And here is the line that it found. Did you get a line that was close?

param <- o$par
ggplot(xkcd) +
  geom_abline(slope = param[1], intercept = param[2]) +
  geom_point(aes(x = v1, y = v2)) +
  annotate('text', x = 0, y = 80, 
           label = paste('Error: ', round(squared_error(param), 1)),
           hjust = 0) +
  theme_classic()

Plotting Regressions with Geom Smooth

GGplot’s smooth function uses a LOESS regression by default.

ggplot(xkcd, aes(x = v1, y = v2)) +
  geom_point() +
  theme_classic() +
  geom_smooth()
## `geom_smooth()` using method = 'loess' and formula = 'y ~ x'

You have to specify if you want a normal linear regression.

ggplot(xkcd, aes(x = v1, y = v2)) +
  geom_point() +
  theme_classic() +
  geom_smooth(method = 'lm')

Exercises to complete:
1/ According to the ggplot excerpt, what kind of regression does the smooth function use by default?
2/ Please transcribe the ggplot excerpt, starting with "GGplot’s smooth function" and going on through "normal linear regression.".

Records:
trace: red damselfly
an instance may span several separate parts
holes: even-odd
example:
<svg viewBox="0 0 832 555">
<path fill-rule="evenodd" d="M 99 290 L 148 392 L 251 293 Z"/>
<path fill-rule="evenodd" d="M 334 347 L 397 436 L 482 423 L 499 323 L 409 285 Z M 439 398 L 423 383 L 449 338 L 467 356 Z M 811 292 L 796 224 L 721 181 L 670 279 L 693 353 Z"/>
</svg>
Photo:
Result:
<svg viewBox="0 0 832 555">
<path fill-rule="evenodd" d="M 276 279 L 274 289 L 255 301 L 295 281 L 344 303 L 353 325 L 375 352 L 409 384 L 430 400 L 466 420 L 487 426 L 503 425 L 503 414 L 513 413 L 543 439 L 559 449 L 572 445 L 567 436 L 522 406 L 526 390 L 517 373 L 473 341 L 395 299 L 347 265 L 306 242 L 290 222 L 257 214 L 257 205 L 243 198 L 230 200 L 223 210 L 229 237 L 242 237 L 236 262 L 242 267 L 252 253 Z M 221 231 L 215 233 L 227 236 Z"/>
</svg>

Answers by task:
1/ A LOESS regression.

2/
GGplot’s smooth function uses a LOESS regression by default.

ggplot(xkcd, aes(x = v1, y = v2)) +
  geom_point() +
  theme_classic() +
  geom_smooth()
## `geom_smooth()` using method = 'loess' and formula = 'y ~ x'

You have to specify if you want a normal linear regression.